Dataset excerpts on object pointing
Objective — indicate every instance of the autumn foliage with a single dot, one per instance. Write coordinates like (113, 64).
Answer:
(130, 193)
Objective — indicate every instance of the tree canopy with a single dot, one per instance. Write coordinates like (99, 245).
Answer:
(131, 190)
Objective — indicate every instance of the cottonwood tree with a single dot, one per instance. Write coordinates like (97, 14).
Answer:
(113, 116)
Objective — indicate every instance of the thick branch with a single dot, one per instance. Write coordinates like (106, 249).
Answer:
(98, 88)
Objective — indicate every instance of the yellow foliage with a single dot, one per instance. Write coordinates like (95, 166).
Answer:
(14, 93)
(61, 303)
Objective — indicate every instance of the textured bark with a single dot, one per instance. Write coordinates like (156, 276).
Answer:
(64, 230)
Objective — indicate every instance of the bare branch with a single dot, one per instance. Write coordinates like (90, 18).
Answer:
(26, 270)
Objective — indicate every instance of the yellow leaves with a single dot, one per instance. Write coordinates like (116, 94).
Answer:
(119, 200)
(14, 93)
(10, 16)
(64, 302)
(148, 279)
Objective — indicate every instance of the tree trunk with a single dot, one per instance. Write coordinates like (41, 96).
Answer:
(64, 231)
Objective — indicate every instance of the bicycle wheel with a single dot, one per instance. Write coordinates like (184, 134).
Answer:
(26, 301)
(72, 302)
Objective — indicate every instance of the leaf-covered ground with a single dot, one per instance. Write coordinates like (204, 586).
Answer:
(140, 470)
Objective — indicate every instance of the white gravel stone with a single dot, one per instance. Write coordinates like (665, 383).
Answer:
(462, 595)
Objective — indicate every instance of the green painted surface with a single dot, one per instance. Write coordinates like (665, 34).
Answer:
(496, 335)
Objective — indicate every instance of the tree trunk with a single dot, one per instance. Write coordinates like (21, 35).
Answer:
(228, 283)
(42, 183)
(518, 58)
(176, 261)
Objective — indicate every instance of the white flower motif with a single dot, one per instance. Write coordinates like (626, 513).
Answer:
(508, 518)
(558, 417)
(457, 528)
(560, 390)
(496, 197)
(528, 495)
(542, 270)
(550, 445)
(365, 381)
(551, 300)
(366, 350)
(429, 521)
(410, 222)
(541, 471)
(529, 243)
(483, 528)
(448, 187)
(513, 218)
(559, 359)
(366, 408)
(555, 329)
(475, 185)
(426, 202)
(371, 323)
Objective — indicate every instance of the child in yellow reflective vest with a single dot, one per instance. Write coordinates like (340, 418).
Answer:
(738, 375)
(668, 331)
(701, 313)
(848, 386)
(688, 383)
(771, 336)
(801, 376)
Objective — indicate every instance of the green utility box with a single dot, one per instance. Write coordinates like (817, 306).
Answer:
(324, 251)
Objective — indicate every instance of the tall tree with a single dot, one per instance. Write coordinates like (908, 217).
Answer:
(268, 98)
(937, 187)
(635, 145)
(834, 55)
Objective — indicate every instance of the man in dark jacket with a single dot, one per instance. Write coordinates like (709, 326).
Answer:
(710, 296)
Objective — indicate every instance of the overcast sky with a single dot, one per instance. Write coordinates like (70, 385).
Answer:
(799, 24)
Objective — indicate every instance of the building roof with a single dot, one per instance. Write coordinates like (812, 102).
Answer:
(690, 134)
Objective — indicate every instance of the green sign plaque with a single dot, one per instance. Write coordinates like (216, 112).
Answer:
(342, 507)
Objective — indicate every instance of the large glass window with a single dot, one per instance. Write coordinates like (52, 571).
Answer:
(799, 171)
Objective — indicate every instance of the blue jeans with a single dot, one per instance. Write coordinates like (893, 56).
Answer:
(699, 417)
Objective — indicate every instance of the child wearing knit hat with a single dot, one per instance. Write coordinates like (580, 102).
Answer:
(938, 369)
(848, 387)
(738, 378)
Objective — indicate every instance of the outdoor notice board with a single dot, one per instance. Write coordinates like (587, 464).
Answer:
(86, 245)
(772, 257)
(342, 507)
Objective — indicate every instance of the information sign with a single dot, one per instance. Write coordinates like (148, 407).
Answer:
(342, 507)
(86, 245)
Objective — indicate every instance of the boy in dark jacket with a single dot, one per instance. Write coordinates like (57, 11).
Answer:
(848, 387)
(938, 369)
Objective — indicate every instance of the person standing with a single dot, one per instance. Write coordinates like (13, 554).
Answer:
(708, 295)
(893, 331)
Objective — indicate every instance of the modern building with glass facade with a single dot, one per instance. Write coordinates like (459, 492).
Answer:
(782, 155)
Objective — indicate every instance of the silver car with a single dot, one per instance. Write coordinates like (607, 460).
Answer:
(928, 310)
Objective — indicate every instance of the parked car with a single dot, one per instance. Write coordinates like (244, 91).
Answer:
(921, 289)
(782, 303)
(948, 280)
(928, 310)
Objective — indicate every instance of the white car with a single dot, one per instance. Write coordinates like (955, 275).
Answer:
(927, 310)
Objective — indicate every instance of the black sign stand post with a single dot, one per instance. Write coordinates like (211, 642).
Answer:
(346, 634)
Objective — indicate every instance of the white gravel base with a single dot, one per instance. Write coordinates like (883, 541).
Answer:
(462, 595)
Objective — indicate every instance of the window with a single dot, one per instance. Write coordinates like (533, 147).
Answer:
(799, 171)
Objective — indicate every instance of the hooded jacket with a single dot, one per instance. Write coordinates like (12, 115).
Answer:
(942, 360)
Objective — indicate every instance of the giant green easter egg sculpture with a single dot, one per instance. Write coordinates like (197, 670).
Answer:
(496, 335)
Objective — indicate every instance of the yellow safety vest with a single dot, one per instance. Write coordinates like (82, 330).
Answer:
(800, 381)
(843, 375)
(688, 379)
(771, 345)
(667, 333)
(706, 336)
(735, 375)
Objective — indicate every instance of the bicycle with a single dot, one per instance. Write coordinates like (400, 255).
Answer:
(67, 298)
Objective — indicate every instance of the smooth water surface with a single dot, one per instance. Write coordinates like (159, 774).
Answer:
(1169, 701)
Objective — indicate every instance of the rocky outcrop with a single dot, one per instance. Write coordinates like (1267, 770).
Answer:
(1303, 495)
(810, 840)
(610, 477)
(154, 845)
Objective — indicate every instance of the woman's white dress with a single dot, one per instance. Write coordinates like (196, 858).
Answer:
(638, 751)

--

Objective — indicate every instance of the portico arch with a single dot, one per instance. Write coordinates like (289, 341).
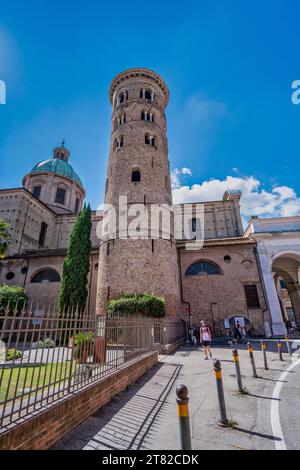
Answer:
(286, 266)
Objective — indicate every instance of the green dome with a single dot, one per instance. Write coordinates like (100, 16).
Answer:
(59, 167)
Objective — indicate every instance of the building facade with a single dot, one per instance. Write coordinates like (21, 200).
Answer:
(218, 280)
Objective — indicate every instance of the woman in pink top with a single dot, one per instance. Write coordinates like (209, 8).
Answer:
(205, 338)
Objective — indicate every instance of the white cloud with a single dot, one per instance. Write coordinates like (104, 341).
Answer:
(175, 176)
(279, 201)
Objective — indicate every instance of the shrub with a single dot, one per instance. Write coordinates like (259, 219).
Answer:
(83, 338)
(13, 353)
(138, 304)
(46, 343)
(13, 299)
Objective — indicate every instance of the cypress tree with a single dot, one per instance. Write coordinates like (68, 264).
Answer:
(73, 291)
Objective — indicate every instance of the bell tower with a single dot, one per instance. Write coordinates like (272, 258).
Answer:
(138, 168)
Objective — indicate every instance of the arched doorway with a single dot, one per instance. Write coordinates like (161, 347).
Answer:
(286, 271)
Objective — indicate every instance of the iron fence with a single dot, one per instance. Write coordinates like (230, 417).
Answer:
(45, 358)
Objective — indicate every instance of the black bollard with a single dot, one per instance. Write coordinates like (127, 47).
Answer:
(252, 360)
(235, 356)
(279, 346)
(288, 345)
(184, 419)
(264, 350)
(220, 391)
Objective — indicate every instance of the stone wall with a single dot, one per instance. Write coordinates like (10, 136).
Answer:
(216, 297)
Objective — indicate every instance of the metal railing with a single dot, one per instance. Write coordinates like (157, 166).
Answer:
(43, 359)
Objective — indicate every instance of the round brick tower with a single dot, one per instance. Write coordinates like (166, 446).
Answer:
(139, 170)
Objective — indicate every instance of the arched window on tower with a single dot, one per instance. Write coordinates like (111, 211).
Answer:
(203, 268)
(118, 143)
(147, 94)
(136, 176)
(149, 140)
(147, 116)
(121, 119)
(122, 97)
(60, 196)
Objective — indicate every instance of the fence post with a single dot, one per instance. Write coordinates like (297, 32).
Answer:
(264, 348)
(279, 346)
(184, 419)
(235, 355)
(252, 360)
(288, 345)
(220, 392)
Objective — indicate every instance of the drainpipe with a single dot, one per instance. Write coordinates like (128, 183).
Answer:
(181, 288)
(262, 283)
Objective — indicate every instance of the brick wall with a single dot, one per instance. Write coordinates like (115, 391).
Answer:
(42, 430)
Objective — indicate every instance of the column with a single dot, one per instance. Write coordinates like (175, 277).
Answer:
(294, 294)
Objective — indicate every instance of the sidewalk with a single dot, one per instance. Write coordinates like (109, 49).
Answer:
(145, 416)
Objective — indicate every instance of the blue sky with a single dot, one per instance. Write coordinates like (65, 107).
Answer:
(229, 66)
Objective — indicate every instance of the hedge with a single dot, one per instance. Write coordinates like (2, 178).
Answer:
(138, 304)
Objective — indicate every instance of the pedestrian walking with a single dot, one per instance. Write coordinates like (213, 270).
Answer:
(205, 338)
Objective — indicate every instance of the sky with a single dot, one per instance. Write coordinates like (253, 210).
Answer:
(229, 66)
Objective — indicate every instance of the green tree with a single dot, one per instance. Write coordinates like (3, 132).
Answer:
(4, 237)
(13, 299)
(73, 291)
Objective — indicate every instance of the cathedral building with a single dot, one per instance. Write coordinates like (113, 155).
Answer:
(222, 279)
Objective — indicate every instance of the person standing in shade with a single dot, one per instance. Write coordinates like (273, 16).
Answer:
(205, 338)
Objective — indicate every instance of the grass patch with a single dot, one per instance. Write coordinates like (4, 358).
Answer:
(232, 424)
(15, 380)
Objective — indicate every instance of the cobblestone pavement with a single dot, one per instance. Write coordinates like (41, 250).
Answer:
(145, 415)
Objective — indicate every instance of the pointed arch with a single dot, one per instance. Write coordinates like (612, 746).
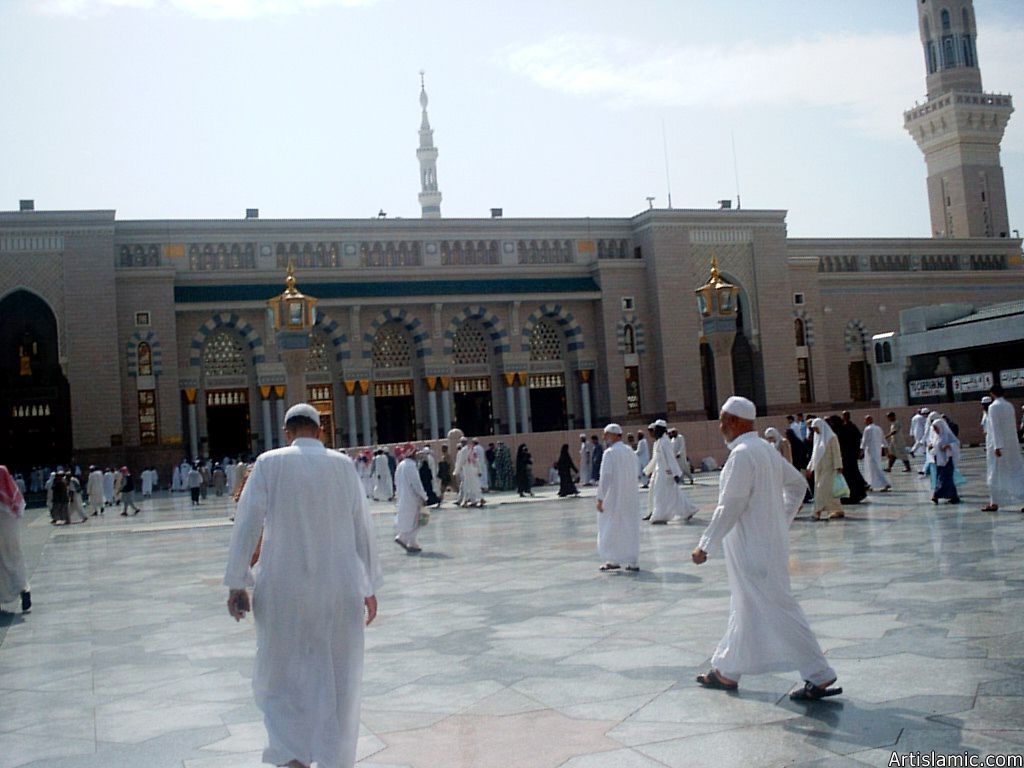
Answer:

### [WORK INSTRUCTIONS]
Report every line in the rows above that contains the string "arched", copying each such line in full.

### [FINAL ANSWER]
Objective — indicate every instance of the arched doorway with a single dot, one per instance. Write coordinates like (161, 347).
Objective — indicate every instance of the arched window on tower with a single dot, one per instance. Write coordinates like (111, 211).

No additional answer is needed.